START EXCERPT PROVIDED

2024-09-01 – The Fourteenth Sunday after Trinity – Sermon

(Transcribed by TurboScribe.ai.)

In the name of the Father, and of the Son, and of the Holy Spirit. Misery loves company, and typically that company is someone who only steps into another’s misery by compassion, or at least that’s the origin of that saying, that idiom that we have, that misery is done best by a compassionate one joining the miserable one to help them through their misery. We’ve come to understanding, as it unfortunately at times applies, that misery wants to see others be miserable with them, to drag down those who aren’t miserable so that, well, the fair share of misery is spread.

But the good aspect of that, of one stepping into another’s misery by compassion, is for help in time of need. But the company shared among the ten in today’s gospel text, the ten miserables, was all due to the same miserable reason, leprosy. They all had leprosy and the effects of it.

As Jesus went to Jerusalem, he passed through the midst of Samaria and Galilee. Then as he entered a certain village, there met him ten men who were lepers, who stood afar off. We give thanks to God every time that we remember that Jesus did not forsake going to Jerusalem.

This is the good news, that he went up to the place where he would die, where he would take up every sin of every sinner. Let that news never grow old to you. When you hear of Jesus, your Lord, going to Jerusalem, rejoice, O redeemed one.

Jerusalem, that holy city, the home of God’s temple, the very house of prayer for all peoples as he intended it to be, a city from which lepers were excluded. Excluded because it was a walled city and those bearing such marks in their flesh could not be allowed therein, in such a confined space. They were excluded and thus from the city, thus from God’s presence and his divine service at his temple, they were excluded.

And yet they congregated. They commonly congregated where they could in the open villages, out in the places where it was permissible for them to keep the distance from those who were not unclean as they were. Here these ten gathered in co-misery as they bore their ailment.

We discover such an unsightly congregation, a such group of ten in the midst of Samarian Galilee, a place notable as well in the text, for it is not only apart from Judea and Jerusalem, the holy places, the places where the true Jews dwelt that day. Samarian Galilee was the places where the outcasts were, where the mutts, where the Samaritans, where the Gentiles dwelt, and all who were willingly to live with them. Samarian Galilee was not a renowned place.

We discover this congregation of lepers not only in this region, but in a certain village, a certain village into which a certain savior made his way. Never a coincidence. Never.

END EXCERPT PROVIDED

SET TASKS:
1 - In the listing, reproduce the lines from the one with "Could you indicate the brown" through the end of the listing, replacing "brown vegetation" with "dry vegetation" and leaving everything else unchanged.
2 - Write the next part of the sermon on the ten lepers, picking up after its final sentence.

START RECORDED INFORMATION

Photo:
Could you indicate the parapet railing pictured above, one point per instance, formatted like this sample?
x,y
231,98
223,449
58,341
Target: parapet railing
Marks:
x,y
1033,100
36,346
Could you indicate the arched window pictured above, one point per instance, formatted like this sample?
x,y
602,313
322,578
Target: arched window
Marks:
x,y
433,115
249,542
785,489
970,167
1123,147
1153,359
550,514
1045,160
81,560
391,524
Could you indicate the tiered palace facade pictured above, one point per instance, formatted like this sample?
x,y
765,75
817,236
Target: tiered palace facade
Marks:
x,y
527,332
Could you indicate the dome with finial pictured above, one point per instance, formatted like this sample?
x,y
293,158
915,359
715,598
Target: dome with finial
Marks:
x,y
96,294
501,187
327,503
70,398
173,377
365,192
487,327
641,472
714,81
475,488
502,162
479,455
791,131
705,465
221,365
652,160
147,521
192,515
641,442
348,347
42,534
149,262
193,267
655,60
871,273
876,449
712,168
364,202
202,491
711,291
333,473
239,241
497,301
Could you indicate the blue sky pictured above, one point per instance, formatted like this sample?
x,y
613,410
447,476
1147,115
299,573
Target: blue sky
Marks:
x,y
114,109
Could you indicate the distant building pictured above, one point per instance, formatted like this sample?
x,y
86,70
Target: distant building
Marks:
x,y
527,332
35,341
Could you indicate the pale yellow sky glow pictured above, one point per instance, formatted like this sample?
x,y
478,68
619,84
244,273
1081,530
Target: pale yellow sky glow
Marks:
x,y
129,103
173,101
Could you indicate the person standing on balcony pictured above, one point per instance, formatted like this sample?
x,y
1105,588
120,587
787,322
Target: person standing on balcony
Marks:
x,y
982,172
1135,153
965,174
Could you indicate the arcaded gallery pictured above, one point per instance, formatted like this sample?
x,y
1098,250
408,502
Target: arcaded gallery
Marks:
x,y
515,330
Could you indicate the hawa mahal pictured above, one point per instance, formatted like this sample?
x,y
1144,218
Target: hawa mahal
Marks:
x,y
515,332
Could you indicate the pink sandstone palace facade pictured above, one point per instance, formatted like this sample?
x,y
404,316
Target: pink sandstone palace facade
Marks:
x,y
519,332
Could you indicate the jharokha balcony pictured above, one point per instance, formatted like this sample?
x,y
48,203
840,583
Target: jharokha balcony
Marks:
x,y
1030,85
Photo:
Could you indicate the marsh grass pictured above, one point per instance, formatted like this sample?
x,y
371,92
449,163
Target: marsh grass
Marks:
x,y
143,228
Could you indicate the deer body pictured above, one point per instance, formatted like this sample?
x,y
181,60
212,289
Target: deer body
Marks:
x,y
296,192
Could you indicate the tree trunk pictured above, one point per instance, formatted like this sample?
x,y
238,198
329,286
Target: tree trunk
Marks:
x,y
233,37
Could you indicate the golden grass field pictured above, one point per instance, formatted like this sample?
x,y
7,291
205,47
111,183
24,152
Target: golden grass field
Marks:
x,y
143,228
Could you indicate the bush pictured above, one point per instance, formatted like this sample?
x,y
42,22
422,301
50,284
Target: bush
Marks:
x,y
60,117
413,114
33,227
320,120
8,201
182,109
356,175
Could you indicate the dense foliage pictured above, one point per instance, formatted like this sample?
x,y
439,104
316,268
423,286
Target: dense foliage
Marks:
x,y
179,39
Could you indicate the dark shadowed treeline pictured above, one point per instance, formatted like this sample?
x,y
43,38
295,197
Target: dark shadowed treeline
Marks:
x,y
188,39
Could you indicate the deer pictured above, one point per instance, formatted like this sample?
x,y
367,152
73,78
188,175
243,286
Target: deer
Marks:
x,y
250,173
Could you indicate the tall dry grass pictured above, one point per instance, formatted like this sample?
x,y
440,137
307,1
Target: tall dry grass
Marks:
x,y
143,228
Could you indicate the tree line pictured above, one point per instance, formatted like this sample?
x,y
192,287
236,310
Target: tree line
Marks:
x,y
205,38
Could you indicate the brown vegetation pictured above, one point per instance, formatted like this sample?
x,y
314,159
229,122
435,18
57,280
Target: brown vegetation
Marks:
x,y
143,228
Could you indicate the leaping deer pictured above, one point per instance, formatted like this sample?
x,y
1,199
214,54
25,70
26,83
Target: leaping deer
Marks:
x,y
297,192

END RECORDED INFORMATION

ANSWERS FOR THE TASKS:
1 -
Could you indicate the dry vegetation pictured above, one point per instance, formatted like this sample?
x,y
314,159
229,122
435,18
57,280
Target: dry vegetation
Marks:
x,y
143,228
Could you indicate the leaping deer pictured above, one point per instance, formatted like this sample?
x,y
1,199
214,54
25,70
26,83
Target: leaping deer
Marks:
x,y
297,192

2 -
There the ten meet him. In the number ten of them, we can see the fullness of depravity and exclusion due to what clung to them so relentlessly. Ten, the fullness in a very tragic way for them.

Ten of them standing afar off from God himself, standing afar off because of their plague and what clung to them. The sinner stands afar off from God, secluded from him the way the lepers were secluded from Jerusalem, excluded. Our leprosy, indeed, is sin.

Yet not only the sins that we commit is it that clings to us, but also the very sins that are committed against us. They defile both us and the sinner itself. Indeed, the leprosy that clings to us is sin, but not only the sins we commit, not only the sins committed against us, but even the very effects of original sin, which we were there and had no part in having, but yet we have inherited it and we reap the sad rewards of original sin as we see what becomes of our bodies, of our souls, of our hearts, of our minds as we age.

And the same effects we see upon those of whom we love, watching them too gray, age, become ill, hurt with what is inescapable in this age, in this life. So struck down and burdened in countless ways by our sin, by that of others, and by the curse of original sin, where is God? Is he distant on his holy hill, walled off from us by perfect chasm or impassable glassy sea? Yes, he is. Rightfully so, for we are unclean, unclean as the leper would call out.

We are walled off from him, but, I love that, but the Almighty, the one who dwells high and holy, he doesn’t remain where our sin has placed him. He does not remain afar off. He has passed through the midst of life so that we may meet him as he comes to our certain place, wherever we may dwell.

Similar to the compassionate good Samaritan last week coming to the certain man, here in this certain village, 10 men stand and call out to Jesus, having by leprosy, been robbed of human intimacy, been stripped of common standing, been wounded more than skin deep and left half dead by all who neither understand their woes nor have any desire nor have any compassion to try to relate and understand the ones who are hurting. Those weighed down by trial and tribulation, those who are weighed down by such, they are bitterly familiar with the specific trials and struggles that come about, and they desire help, but often we, not only they, but we, for we are definitely numbered among them. They don’t know what help to ask for, how to go to this great and merciful God to say, help me in this way.

We often think that we do, and there are times that we think we know what will give us relief. Lord, if you only do this for me, then I will be the beacon of faithfulness. I will sing your glories, do this for me, and I will do this for you.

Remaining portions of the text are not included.